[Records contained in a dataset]
----------------------------------------
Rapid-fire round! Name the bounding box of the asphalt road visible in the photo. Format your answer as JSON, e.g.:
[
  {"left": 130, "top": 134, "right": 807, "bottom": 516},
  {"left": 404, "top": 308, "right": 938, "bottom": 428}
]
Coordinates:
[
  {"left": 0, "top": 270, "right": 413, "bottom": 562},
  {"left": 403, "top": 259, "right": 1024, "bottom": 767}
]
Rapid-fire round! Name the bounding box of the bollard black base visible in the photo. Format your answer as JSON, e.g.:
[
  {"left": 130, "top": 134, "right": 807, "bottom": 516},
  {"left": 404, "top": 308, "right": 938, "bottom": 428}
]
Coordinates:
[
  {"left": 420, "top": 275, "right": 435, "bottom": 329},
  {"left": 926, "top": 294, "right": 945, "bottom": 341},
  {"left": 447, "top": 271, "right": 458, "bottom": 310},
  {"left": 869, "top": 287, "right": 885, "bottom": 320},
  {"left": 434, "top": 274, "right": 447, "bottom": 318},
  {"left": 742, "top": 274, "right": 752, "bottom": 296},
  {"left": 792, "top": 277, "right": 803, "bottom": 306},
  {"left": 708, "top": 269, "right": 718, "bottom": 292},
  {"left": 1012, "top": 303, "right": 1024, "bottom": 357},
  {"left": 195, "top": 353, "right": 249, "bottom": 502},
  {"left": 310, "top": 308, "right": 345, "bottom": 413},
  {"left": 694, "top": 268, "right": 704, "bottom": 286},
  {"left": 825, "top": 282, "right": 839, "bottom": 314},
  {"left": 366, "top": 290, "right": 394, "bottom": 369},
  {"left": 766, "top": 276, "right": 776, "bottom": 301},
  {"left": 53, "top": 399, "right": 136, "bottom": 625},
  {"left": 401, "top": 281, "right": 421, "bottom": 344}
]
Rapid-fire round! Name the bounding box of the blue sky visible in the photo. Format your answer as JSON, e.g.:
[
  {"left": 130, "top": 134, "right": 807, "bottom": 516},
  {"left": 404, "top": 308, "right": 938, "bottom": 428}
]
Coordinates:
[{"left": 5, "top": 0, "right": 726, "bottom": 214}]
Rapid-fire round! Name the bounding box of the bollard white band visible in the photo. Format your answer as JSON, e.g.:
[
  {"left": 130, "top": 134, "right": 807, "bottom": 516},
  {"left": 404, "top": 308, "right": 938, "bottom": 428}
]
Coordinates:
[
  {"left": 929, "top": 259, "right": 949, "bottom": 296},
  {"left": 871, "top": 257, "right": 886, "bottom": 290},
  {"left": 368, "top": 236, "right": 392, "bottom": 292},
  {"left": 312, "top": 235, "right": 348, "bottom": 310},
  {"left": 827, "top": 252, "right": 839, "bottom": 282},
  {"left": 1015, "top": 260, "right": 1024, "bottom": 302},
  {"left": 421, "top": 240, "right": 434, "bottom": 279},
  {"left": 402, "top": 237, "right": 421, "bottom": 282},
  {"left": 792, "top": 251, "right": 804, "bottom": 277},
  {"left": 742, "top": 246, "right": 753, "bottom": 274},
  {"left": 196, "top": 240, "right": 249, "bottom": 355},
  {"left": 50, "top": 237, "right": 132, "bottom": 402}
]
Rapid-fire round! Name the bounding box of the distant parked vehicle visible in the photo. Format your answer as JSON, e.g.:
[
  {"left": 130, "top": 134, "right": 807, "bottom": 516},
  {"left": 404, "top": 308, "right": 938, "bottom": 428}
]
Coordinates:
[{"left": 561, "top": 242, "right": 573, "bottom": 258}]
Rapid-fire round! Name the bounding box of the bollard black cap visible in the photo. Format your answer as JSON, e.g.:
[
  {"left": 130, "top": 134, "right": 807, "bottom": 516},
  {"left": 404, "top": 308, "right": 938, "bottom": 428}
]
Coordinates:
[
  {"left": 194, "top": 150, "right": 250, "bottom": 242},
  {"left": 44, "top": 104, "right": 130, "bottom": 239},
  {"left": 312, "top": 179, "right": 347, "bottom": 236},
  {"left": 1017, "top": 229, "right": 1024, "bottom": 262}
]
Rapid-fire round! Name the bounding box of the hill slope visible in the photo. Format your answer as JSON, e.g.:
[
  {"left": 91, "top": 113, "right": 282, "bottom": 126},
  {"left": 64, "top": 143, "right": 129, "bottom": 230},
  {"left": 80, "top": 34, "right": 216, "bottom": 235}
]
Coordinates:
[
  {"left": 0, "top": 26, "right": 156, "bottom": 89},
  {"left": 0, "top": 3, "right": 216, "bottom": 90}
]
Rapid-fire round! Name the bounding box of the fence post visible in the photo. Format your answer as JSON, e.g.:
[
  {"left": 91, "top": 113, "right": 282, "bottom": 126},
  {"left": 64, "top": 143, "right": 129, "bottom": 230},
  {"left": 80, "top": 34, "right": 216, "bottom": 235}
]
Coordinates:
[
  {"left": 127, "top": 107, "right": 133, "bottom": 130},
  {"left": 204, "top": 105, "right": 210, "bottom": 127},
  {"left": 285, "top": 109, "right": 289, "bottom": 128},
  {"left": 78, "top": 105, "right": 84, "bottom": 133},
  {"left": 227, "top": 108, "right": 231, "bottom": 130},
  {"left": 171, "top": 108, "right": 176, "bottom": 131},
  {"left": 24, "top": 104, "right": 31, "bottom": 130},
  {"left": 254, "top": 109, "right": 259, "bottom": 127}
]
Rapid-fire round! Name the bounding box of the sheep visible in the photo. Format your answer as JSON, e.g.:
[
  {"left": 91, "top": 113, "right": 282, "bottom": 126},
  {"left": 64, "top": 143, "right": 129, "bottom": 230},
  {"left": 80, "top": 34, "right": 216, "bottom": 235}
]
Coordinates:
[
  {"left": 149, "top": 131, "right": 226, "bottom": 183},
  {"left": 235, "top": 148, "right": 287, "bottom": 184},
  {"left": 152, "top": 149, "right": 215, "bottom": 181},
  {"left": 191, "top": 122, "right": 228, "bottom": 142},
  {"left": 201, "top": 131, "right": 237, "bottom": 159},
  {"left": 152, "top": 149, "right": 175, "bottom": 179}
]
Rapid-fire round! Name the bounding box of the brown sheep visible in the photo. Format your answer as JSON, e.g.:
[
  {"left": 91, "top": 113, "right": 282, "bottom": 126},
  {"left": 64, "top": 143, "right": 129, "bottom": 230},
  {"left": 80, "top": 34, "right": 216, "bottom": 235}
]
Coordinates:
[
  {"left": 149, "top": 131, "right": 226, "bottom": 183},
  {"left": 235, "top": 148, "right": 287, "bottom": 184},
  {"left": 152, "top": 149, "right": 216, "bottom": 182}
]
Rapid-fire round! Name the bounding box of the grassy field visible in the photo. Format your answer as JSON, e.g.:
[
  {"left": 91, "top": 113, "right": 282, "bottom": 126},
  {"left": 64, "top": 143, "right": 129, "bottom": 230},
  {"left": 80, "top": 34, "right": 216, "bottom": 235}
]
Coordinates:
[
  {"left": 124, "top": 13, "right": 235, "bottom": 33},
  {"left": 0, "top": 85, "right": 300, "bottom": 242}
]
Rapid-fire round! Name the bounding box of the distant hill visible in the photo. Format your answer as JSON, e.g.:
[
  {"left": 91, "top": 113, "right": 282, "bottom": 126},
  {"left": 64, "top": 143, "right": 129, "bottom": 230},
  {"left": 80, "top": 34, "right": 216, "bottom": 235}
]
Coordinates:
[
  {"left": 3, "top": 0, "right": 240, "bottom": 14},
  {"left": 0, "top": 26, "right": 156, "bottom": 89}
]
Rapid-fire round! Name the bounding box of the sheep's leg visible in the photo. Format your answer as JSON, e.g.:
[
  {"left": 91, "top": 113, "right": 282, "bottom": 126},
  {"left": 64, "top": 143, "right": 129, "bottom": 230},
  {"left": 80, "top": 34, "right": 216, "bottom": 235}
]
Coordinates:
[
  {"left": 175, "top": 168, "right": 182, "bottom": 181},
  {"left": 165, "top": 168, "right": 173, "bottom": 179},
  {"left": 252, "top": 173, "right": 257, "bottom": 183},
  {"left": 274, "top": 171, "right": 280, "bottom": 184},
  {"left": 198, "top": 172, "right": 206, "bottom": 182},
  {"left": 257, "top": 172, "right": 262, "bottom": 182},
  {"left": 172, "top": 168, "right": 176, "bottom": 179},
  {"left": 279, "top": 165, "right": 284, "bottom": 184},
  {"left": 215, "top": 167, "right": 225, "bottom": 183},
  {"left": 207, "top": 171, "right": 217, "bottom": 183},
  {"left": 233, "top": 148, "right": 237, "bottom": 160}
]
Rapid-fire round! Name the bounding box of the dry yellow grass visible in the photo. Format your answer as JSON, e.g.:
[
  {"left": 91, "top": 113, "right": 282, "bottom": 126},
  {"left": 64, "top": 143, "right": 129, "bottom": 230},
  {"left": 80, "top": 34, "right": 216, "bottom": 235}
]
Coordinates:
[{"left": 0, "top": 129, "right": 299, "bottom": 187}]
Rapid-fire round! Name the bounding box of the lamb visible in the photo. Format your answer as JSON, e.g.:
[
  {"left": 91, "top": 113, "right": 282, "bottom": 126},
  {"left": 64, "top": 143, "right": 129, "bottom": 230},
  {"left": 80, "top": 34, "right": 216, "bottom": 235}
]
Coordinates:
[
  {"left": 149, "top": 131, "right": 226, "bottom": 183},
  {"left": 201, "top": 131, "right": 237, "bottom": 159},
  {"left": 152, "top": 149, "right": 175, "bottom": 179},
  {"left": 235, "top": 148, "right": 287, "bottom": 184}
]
----------------------------------------
Using the records above, write out exactly the lines from the one containing "Rapid-fire round! Name the bounding box of the lamb" through the last, and add nothing.

= Task result =
Rapid-fire round! Name the bounding box of the lamb visible in the photo. Format your answer as JSON, e.g.:
[
  {"left": 91, "top": 113, "right": 282, "bottom": 126},
  {"left": 64, "top": 143, "right": 129, "bottom": 230},
  {"left": 80, "top": 34, "right": 216, "bottom": 235}
]
Coordinates:
[
  {"left": 149, "top": 131, "right": 226, "bottom": 183},
  {"left": 201, "top": 131, "right": 237, "bottom": 159},
  {"left": 152, "top": 149, "right": 175, "bottom": 179},
  {"left": 235, "top": 148, "right": 287, "bottom": 184}
]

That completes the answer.